In early April, I left Avvo. It’s been 10 years; it’s time for something new. What that is yet . . . I don’t know. Summer is glorious in the Pacific Northwest; I’d love to take some serious time off and enjoy it with my family and friends.
So I don’t know how much more I’ll be writing here. I suspect, however, that I will stay involved in efforts to improve our legal system, regardless of where my work takes me. So with that adieu, I leave you with a brief wish list of legal reforms:
- Change to “Principles-Based” Regulation. The American system of attorney regulation is rules-based: read the rules, comply with the rules. Such a system that has the advantage of clarity, but it’s a poor system for attorneys. It’s brittle. It’s non-responsive to changes in the environment. It focuses on detail (and “creative compliance”) at the expense of the purpose underlying each rule. And it makes innovation hard. Why not adopt the example of our cousins in the UK and move to a system of principles-based regulation? Let’s re-write the Model Rules to focus on desired outcomes, rather than rigid rules, and let attorneys and firms figure out the best ways to achieve those outcomes. We might be surprised the extent to which such a system would elevate the profession to a place where the focus is back on achieving the best outcomes for clients, rather than mere “compliance.”
- Allow Non-Lawyer Ownership of Law Firms. Law firms are starved of investment – and the innovative thinking that would happen if smart non-lawyers could be invested in the success of those firms – by the flat-out bans on non-lawyer investment in, and ownership of, law firms. Enough with the hand-wringing about the “uniqueness of the profession” and “corporate profiteering.” Law is already a business, and we are deluding ourselves if we think that attorneys are immune from the pressures of the bottom line. It would be easy to build client protection measures into such a system. And let’s be honest: well-run corporate businesses, with transparent practices and high levels of accessibility, would provide better, more predictable, more responsive, and less conflicted service than most lawyers and law firms right out of the gate.

_Given exercise 1:_
Summarize the post in two sentences.
_Given exercise 2:_
Print the part of the post that opens with the words containing "In early April, I" and closes with "family and friends.".
_Given exercise 3:_
Which country does the post point to as an example of principles-based regulation?
Use only the post above as your source.

_Excerpted records:_
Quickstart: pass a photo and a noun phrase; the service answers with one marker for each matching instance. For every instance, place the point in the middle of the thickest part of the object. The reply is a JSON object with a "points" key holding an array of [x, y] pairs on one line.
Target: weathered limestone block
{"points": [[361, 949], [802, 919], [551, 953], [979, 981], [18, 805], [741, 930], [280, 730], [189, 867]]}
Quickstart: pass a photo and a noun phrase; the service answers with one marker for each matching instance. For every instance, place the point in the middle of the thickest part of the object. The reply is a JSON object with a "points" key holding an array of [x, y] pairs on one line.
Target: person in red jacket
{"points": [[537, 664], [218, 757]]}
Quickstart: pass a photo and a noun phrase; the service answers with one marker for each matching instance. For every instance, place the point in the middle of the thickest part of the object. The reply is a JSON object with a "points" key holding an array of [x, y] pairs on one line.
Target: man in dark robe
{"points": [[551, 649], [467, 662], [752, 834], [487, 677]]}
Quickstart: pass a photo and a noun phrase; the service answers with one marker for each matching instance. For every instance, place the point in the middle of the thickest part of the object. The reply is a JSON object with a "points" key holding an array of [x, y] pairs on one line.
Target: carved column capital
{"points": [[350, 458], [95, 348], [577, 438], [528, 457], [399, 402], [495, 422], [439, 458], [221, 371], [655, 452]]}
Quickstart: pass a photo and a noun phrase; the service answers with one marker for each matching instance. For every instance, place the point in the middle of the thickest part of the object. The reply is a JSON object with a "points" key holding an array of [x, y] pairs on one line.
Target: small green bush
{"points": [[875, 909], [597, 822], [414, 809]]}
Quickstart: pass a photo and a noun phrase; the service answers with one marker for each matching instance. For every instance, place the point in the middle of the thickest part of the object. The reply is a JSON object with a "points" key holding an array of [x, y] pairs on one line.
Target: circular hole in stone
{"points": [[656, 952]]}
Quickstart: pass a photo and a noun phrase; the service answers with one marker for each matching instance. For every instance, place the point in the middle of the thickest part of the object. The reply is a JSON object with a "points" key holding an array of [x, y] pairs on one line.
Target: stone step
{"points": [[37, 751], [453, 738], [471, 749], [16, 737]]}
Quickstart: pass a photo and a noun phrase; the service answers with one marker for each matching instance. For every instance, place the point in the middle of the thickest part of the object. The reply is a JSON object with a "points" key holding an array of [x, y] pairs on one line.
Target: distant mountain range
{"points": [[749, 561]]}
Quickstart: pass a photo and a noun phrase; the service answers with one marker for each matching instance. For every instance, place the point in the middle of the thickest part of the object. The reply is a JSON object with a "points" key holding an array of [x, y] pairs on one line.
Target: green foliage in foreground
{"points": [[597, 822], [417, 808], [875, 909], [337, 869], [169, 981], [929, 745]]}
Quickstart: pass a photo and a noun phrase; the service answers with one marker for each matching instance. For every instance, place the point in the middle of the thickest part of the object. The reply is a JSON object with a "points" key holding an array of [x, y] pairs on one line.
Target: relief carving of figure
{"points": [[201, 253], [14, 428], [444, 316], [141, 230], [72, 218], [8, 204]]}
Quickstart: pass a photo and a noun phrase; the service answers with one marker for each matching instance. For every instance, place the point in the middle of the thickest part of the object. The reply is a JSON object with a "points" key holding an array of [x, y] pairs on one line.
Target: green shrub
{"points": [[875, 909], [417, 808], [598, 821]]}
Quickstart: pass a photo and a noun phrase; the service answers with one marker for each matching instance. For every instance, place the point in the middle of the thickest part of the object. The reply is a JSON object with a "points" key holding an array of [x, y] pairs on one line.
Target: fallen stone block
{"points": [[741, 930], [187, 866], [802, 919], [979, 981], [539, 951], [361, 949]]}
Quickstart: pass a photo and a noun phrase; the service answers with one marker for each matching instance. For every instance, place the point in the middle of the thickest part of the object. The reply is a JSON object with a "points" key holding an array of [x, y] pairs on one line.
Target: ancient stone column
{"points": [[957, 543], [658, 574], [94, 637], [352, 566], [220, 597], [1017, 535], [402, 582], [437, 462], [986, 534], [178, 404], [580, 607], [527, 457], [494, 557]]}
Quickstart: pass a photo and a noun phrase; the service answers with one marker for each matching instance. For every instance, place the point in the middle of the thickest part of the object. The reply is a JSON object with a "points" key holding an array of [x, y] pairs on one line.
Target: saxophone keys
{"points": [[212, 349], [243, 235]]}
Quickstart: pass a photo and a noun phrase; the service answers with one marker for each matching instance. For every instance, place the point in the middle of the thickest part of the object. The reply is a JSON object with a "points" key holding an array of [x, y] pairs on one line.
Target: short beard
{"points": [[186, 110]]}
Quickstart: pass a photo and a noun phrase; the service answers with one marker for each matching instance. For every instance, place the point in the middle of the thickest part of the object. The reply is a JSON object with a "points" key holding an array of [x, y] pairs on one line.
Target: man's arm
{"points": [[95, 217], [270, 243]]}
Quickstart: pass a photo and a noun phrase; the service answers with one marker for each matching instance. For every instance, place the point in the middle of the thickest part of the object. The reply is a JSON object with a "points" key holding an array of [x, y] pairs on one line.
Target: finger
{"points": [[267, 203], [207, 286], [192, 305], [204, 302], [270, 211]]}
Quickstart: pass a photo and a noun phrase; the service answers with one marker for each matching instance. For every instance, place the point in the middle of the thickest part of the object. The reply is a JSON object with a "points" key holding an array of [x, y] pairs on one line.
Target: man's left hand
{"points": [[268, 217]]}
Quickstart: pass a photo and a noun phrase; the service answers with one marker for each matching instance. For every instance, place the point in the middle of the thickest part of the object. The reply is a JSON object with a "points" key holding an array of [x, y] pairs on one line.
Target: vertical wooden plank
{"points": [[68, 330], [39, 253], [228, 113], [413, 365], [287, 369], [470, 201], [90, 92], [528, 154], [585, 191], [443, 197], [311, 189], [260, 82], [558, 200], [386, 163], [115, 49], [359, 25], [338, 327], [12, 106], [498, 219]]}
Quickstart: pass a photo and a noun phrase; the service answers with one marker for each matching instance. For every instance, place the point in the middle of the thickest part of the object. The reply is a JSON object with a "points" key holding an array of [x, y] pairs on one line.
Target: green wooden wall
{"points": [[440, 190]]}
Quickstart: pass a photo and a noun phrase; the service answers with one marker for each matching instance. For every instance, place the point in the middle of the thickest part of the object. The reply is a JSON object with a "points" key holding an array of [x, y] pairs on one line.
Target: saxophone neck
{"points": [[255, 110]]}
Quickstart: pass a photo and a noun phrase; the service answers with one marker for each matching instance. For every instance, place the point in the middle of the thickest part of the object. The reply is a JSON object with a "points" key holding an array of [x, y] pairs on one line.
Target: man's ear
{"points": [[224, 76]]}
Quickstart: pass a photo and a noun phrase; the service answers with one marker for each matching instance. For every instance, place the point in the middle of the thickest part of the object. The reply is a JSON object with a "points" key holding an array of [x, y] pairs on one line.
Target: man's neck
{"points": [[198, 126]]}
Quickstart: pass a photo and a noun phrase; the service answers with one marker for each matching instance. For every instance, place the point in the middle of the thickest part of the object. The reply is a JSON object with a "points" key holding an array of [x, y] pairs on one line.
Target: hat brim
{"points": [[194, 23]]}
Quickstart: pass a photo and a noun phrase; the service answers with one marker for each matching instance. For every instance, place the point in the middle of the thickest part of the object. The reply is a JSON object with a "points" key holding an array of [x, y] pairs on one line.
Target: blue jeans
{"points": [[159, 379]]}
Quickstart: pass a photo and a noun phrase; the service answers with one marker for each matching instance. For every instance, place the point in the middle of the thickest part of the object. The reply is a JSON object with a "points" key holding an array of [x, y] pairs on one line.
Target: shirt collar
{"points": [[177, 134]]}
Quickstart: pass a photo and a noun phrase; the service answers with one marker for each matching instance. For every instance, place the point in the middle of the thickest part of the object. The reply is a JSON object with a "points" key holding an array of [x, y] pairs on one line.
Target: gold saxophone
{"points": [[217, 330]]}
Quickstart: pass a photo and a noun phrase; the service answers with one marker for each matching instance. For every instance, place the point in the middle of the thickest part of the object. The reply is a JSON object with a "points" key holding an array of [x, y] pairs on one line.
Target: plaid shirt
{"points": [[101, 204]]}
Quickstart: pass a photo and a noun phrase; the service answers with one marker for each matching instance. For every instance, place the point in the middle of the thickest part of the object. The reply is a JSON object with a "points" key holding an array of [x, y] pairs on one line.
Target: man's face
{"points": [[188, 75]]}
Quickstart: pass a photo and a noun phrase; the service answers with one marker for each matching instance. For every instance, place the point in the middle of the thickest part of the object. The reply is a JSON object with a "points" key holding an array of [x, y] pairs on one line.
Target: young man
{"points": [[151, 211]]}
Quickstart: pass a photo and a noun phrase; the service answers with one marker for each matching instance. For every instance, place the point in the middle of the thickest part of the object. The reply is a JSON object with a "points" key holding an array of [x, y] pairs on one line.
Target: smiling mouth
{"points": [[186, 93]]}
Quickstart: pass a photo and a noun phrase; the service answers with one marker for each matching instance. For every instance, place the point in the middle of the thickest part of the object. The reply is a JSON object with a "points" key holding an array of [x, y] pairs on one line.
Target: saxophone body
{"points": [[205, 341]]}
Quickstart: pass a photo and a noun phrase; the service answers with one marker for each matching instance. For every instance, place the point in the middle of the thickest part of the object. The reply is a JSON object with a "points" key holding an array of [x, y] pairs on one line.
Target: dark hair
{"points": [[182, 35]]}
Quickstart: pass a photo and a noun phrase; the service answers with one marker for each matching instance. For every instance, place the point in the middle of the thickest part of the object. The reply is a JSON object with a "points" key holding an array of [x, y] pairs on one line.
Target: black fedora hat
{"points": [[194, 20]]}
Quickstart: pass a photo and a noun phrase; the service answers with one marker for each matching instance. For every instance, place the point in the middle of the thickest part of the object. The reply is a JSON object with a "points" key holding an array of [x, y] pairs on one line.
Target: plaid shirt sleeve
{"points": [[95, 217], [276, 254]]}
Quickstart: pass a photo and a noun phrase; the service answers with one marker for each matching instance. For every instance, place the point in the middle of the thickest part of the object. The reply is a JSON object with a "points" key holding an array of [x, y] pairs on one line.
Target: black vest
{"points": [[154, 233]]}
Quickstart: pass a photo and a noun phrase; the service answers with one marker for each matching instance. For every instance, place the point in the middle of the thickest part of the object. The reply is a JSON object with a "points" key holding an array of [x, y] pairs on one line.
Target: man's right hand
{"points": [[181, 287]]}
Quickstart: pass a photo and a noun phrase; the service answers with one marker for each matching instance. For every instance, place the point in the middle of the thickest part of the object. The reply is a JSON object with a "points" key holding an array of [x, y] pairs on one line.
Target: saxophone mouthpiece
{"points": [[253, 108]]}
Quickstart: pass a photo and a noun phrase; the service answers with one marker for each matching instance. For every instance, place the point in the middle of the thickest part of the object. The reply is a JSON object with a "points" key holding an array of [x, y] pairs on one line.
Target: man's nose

_Correct result 1:_
The writer left Avvo in early April after 10 years, does not yet know what comes next, and expects to stay involved in efforts to improve the legal system. As a parting wish list, the writer calls for replacing rules-based attorney regulation with a principles-based system and for allowing non-lawyers to invest in and own law firms.

_Correct result 2:_
In early April, I left Avvo. It’s been 10 years; it’s time for something new. What that is yet . . . I don’t know. Summer is glorious in the Pacific Northwest; I’d love to take some serious time off and enjoy it with my family and friends.

_Correct result 3:_
The UK.